• **Texte du document**:
☆ ☆ ☆ ☆

Ce livre comprend deux parties : 1° De l’impassibilité de l’âme ; 2° De l’impassibilité de la matière et de la forme.
DE L’IMPASSIBILITÉ DE L’ÂME (I-III) Dans la sensation, il faut distinguer la passion et le jugement : la première appartient au corps : le second, à l’âme. Étant une essence inétendue et incorruptible, l’âme ne peut éprouver aucune altération qui impliquerait qu’elle est périssable. Si l’on dit qu’elle éprouve une passion, Il faut donner à ce mot un sens métaphorique, comme on le fait pour les expressions : arracher de l’âme un vice, y introduire la vertu, etc. En effet, la vertu consiste à ce que toutes les facultés soient en harmonie ; le vice n’est que l’absence de la vertu ; il en résulte que ni la vertu ni le vice n’introduisent dans l’âme quelque chose d’étranger à sa nature. En général, passer de la puissance à l’acte, produire une opération, n’a rien de contraire à l’inaltérabilité d’une essence immatérielle; pâtir en agissant n’appartient qu’au corps. Il en résulte que les opinions, les désirs et les aversions, et tous les faits qu’on appelle par métaphore des passions et des mouvements ne changent pas la nature de l’âme.

☆ ☆ ☆ ☆

• **Données fournies**:
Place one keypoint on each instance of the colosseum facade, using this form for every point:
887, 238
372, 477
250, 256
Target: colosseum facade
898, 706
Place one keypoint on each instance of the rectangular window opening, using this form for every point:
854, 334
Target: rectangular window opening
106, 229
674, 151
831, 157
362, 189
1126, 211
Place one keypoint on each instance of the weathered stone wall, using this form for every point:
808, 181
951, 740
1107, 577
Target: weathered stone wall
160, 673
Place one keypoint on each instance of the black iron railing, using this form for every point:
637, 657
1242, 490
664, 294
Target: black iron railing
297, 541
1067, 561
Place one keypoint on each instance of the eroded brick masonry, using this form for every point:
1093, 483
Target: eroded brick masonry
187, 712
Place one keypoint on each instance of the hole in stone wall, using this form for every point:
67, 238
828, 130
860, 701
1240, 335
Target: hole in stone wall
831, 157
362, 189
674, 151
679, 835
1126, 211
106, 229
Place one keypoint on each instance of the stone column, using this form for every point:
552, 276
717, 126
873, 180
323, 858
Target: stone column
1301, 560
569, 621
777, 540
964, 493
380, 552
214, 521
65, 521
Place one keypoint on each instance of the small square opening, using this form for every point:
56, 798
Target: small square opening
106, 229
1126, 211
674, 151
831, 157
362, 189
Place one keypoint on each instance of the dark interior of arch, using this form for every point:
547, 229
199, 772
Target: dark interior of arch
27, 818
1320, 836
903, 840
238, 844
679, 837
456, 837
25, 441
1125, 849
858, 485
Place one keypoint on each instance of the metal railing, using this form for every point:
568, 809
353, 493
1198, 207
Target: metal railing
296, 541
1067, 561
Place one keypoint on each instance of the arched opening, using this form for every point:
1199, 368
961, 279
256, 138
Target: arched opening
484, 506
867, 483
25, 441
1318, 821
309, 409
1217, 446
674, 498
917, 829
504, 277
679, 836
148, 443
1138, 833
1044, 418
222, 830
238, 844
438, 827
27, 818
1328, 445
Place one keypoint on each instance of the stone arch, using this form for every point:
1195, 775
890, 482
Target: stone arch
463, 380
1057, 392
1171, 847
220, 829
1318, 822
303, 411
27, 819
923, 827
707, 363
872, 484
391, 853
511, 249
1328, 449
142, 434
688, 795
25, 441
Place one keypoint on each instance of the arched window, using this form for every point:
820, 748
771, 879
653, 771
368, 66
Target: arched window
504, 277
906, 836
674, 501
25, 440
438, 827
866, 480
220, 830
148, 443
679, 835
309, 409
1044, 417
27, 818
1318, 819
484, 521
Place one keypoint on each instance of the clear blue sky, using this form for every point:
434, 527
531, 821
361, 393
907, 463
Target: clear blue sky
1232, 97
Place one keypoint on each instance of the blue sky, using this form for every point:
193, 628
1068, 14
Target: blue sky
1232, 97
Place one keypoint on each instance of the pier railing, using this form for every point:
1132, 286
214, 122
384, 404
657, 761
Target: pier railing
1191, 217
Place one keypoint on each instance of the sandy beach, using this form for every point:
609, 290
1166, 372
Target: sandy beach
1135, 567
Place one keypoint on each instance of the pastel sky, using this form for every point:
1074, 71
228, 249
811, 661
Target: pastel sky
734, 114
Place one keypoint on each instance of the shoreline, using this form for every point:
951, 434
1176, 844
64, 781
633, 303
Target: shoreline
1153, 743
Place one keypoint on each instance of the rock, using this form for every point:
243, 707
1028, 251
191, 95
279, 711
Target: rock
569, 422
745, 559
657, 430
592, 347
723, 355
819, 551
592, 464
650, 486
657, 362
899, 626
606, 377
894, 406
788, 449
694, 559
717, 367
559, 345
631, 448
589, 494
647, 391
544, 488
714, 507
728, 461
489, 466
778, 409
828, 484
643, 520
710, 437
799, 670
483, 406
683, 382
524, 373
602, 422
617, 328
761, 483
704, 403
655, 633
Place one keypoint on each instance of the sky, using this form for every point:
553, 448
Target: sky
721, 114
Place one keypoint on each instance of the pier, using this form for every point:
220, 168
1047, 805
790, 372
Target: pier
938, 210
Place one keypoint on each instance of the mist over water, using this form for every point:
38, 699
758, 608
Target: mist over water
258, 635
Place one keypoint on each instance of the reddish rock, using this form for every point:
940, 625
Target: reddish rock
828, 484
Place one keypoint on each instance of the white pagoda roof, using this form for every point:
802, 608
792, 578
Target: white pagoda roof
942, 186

☆ ☆ ☆ ☆

• **Tâches proposées**:
1) Dans le texte sur l'impassibilité de l'âme, à qui appartient le jugement dans la sensation ?
2) Dans les rangées, renommez « pier » en « jetty » en partant de la ligne qui contient « Place one keypoint on each instance of the sky, using » et en allant jusqu'à la fin des rangées. Redonnez uniquement ce passage, sans rien changer d'autre.

• **Résultats des tâches**:
1) À l'âme.

2)
Place one keypoint on each instance of the sky, using this form for every point:
553, 448
Target: sky
721, 114
Place one keypoint on each instance of the jetty, using this form for every point:
220, 168
1047, 805
790, 372
Target: jetty
938, 210
Place one keypoint on each instance of the mist over water, using this form for every point:
38, 699
758, 608
Target: mist over water
258, 635
Place one keypoint on each instance of the reddish rock, using this form for every point:
940, 625
Target: reddish rock
828, 484
Place one keypoint on each instance of the white pagoda roof, using this form for every point:
802, 608
792, 578
Target: white pagoda roof
942, 186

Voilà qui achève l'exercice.